1
votes

Assume we are only looking at lists of Peano numbers. And lets assume pure_2 Prolog is not pure_1 Prolog with dif/2, but rather with pure_1 Prolog with when/2. Can we implement list intersection?

We would step back and pick up ideas from programming languages Gödel and Nu-Prolog. Thus for any needed if-then-else we would draw on this answer here. What would be:

/* pure_2 Prolog = pure_1 Prolog with when/2 */
intersect(A, B, C) :- ??

Note that nevertheless contrary to Gödel and Nu-Prolog, to adhere to pure_2 Prolog for this equestion here we would be not allowed to use ISO Prolog if-then-else (->;_). But we might use an apartness relation as demanded here.

A test case would be steadfastness:

?- intersect([s(0)], [0], X).
X = []

?- intersect([X], [Y], Z), X = s(0), Y = 0.
X = []
1
Yes and no. There are some tricks to introduce fast failure.Mostowski Collapse

1 Answers

2
votes

(Taking code from this and this)

less(0, s(_)).
less(s(X), s(Y)) :- less(X, Y).

neq(X, Y) :- less(X, Y); less(Y, X).

eq(0, 0).
eq(s(X), s(Y)) :- eq(X, Y).


horn_intersect([],_,[]).
horn_intersect(_,[],[]).

**Task statement:**
From the Prolog thread, answer these:
1. Which predicate does pure_2 Prolog add to pure_1 Prolog?
2. Which construct may not be used, unlike in Gödel and Nu-Prolog?
3. In the code of the reply, which predicate is neq defined in terms of?

**Source data:**

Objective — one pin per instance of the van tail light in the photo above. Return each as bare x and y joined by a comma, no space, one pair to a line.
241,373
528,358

**Answer to this exercise:**
1. when/2
2. The ISO Prolog if-then-else (->;_)
3. less